» Exercise set
1 – Rewrite the paragraph beginning "Chao He focuses on" in the profile of Chao He so that it is shorter but keeps its main facts.
2 – Extend the profile of Chao He with a further passage that picks up after its final sentence.

» Selected text
Chao He

Traditional optics typically handles scalar beams or only partially controls the vectorial properties of light, failing to achieve precise dynamic control of high-dimensional beams in both input and output states. Therefore, comprehensive and dynamic control of light's polarization, phase, intensity, and other properties at every pixel within high-dimensional beam manipulation, along with its interaction with matter, remains a fundamental challenge.

Chao He focuses on high-dimensional light-field manipulation, with an emphasis on vectorial optics and photonics. By developing novel methods and devices, he has achieved dynamic, precise control over multiple properties of light, including its polarization, phase, and intensity.

Leveraging vectorial optical principle, Chao He's team aims to enable early cancer diagnosis and precise tumor grading/subtyping, presenting pathological interpretations in quantitative formats to advance virtual staining and digital pathology.

» Available data
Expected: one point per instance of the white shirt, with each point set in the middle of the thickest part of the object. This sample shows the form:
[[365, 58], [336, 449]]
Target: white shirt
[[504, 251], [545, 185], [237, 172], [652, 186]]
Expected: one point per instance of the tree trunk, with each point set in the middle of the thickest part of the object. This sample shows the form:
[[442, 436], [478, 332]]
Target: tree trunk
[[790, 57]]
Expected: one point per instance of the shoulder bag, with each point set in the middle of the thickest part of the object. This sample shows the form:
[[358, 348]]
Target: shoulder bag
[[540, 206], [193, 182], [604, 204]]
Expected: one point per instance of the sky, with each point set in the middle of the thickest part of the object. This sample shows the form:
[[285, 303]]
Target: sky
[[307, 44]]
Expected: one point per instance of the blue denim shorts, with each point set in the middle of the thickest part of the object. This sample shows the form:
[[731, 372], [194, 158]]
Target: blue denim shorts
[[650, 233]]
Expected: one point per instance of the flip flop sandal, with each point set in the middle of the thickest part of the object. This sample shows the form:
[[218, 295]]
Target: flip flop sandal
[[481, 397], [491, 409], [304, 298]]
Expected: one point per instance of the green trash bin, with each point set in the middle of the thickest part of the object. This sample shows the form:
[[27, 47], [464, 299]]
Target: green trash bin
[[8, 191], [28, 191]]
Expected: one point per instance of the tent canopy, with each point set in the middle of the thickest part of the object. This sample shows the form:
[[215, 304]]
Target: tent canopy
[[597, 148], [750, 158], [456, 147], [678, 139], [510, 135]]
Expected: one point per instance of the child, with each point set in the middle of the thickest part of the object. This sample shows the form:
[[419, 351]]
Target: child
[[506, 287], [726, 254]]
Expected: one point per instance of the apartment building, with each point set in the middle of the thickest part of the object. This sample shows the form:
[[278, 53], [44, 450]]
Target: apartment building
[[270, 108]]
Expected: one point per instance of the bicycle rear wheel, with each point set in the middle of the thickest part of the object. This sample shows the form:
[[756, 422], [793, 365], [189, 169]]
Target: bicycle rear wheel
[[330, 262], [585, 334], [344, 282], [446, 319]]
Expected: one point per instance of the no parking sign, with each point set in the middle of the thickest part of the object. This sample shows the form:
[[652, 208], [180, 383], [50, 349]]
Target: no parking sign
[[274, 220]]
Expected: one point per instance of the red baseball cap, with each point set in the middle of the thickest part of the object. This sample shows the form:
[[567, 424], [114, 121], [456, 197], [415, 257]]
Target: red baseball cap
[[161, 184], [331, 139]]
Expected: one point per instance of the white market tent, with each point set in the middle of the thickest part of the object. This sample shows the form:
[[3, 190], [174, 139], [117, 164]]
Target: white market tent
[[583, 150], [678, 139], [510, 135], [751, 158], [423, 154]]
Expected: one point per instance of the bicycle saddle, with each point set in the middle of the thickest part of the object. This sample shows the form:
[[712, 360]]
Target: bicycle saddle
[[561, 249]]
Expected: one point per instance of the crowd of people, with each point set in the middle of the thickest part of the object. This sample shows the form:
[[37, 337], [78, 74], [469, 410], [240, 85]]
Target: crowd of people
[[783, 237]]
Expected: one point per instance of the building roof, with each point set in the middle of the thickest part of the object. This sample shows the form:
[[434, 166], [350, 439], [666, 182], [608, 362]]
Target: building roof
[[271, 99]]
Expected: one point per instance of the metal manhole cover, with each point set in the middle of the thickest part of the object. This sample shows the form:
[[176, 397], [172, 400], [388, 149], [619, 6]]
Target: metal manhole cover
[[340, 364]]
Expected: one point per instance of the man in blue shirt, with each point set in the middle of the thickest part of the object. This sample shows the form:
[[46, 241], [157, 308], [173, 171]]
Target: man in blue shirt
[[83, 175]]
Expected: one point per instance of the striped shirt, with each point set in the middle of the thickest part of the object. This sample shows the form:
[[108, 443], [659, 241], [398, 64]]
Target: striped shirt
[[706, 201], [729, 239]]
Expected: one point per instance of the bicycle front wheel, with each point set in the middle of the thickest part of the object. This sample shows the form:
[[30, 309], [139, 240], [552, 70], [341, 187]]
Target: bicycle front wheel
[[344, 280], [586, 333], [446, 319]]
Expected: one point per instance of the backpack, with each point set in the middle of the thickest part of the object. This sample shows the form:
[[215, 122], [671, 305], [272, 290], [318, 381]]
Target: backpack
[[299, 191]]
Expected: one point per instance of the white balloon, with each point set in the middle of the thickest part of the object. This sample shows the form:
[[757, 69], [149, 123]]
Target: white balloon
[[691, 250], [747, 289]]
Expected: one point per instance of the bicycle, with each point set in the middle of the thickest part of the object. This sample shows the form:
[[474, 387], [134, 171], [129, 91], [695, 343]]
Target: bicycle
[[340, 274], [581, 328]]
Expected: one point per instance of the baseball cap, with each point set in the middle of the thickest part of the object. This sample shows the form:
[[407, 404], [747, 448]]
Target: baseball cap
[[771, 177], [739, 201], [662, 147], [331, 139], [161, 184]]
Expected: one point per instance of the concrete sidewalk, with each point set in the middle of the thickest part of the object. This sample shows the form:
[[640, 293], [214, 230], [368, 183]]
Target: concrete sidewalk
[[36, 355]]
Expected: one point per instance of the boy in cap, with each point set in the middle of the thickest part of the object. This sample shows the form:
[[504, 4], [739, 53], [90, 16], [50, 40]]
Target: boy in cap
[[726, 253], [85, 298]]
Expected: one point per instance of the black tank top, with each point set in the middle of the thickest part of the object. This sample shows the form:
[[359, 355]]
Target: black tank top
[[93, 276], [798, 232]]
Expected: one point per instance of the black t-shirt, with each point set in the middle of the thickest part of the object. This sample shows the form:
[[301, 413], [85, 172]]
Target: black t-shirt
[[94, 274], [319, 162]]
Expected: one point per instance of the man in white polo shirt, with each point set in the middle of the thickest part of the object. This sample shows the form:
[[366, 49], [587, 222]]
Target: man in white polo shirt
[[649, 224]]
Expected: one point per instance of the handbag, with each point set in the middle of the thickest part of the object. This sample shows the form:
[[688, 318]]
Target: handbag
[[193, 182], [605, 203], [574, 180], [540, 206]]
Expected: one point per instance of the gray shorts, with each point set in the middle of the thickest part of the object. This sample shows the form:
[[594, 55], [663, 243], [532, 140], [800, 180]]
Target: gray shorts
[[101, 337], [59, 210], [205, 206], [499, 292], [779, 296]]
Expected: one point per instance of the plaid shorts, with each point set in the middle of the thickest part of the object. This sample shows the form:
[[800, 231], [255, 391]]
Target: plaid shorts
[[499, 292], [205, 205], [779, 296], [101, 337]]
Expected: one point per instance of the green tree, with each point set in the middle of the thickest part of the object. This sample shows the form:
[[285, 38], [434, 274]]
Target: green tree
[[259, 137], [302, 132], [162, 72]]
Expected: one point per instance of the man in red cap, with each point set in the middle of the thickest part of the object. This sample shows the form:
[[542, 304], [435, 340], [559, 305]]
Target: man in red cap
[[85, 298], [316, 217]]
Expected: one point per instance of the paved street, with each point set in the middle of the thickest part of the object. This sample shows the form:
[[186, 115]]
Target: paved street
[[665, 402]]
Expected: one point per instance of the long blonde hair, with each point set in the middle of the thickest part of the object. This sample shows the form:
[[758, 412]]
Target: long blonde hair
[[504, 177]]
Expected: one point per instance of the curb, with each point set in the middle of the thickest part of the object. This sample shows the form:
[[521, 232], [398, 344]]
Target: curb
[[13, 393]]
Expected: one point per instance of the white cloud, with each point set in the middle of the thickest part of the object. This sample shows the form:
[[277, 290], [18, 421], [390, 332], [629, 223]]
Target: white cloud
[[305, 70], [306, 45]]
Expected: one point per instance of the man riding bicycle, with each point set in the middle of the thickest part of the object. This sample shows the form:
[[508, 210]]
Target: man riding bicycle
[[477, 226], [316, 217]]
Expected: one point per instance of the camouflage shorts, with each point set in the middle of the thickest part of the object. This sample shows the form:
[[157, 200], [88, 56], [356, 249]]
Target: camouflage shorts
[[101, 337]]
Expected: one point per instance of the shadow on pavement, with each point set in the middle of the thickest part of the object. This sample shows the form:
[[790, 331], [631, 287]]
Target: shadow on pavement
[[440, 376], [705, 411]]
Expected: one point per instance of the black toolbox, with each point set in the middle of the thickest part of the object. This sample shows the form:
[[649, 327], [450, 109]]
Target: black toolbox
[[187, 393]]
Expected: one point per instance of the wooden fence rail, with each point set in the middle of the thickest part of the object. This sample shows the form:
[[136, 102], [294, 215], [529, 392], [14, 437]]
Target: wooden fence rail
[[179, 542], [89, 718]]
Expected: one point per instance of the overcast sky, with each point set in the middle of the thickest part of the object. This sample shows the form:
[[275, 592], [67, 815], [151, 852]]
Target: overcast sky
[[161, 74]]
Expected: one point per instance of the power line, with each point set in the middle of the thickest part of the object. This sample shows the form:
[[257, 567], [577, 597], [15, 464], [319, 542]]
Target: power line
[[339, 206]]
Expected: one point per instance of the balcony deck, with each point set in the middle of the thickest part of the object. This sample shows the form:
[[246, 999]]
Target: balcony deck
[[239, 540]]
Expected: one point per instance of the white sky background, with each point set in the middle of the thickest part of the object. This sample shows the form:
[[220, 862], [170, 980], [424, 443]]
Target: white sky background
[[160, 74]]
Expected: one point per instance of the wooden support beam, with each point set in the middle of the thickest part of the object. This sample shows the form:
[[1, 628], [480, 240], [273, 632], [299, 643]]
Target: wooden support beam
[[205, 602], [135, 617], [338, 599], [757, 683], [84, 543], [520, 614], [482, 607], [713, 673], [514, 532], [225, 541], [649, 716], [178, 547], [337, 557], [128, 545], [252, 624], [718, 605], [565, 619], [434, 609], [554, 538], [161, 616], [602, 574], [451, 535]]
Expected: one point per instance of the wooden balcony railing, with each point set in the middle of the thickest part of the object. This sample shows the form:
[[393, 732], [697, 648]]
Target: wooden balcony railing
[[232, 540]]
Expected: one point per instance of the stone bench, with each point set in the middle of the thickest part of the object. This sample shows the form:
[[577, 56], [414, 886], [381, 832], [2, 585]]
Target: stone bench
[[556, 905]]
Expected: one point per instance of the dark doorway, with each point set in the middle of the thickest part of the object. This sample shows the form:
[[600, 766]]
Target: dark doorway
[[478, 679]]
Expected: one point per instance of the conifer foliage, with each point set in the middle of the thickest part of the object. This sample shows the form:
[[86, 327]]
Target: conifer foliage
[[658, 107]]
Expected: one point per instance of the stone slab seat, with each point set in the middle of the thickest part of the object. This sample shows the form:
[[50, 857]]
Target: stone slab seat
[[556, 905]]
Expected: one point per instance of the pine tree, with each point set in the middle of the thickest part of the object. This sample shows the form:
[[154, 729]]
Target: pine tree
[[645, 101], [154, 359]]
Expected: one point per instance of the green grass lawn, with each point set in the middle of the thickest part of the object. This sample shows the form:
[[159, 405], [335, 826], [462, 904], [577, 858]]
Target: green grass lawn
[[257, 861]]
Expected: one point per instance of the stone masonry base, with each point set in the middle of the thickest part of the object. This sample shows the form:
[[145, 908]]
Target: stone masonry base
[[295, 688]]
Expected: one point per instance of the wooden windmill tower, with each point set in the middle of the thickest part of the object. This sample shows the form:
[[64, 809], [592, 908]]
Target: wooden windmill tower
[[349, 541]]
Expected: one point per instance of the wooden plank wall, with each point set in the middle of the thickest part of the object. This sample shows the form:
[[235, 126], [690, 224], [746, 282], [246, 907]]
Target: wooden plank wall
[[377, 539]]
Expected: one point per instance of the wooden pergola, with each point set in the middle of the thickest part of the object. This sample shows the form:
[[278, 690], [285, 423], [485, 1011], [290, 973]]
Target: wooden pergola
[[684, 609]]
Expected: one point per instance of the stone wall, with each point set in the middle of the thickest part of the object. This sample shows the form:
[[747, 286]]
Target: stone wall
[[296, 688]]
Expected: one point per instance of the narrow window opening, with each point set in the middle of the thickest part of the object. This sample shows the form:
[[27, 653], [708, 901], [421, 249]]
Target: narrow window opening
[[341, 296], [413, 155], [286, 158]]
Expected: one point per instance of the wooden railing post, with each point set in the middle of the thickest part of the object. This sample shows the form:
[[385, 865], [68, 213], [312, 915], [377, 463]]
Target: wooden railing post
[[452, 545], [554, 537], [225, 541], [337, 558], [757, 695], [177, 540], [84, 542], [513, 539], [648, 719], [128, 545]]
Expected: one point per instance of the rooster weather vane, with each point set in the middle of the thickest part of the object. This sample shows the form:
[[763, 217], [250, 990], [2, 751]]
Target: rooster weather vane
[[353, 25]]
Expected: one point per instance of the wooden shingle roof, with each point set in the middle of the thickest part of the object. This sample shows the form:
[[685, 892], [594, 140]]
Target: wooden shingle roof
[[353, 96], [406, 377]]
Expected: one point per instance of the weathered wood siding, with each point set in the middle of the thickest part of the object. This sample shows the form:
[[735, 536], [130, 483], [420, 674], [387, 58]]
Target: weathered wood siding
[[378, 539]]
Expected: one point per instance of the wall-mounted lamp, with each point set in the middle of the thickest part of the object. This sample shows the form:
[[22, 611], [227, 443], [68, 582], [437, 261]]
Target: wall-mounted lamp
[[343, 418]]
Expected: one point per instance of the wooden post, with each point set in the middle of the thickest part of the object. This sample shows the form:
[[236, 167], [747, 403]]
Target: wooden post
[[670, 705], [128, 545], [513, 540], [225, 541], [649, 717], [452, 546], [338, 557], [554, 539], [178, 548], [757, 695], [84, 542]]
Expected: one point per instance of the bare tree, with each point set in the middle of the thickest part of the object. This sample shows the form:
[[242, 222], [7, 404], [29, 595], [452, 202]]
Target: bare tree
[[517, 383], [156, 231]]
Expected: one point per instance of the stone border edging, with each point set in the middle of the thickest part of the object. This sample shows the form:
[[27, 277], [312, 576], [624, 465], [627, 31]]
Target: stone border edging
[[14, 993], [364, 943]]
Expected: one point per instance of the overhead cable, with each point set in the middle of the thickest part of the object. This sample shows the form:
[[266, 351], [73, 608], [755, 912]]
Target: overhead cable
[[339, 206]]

» Per-task outputs
1 – Chao He works on high-dimensional light-field manipulation, especially vectorial optics and photonics. His new methods and devices give dynamic, precise control over several properties of light, including polarization, phase, and intensity.

2 –
He proposed and implemented “vectorial adaptive optics” to simultaneously correct both polarization and phase aberrations, significantly enhancing imaging quality and information fidelity in complex media. He also developed a “virtual pixel” technology using cascaded tunable elements, creating the first dynamically tunable arbitrary elliptical retarder array. This system enables arbitrary-to-arbitrary conversions of vectorial light fields, offering new solutions for high-throughput optical manipulation. Using this platform, he generated topologically protected optical skyrmions and demonstrated their robustness in perturbed environments, paving the way for novel optical communication, computing, and interconnect devices.

His research combines theoretical depth with practical implementation, delivering critical tools and introducing a new paradigm for biomedical imaging and next-generation optical information technologies.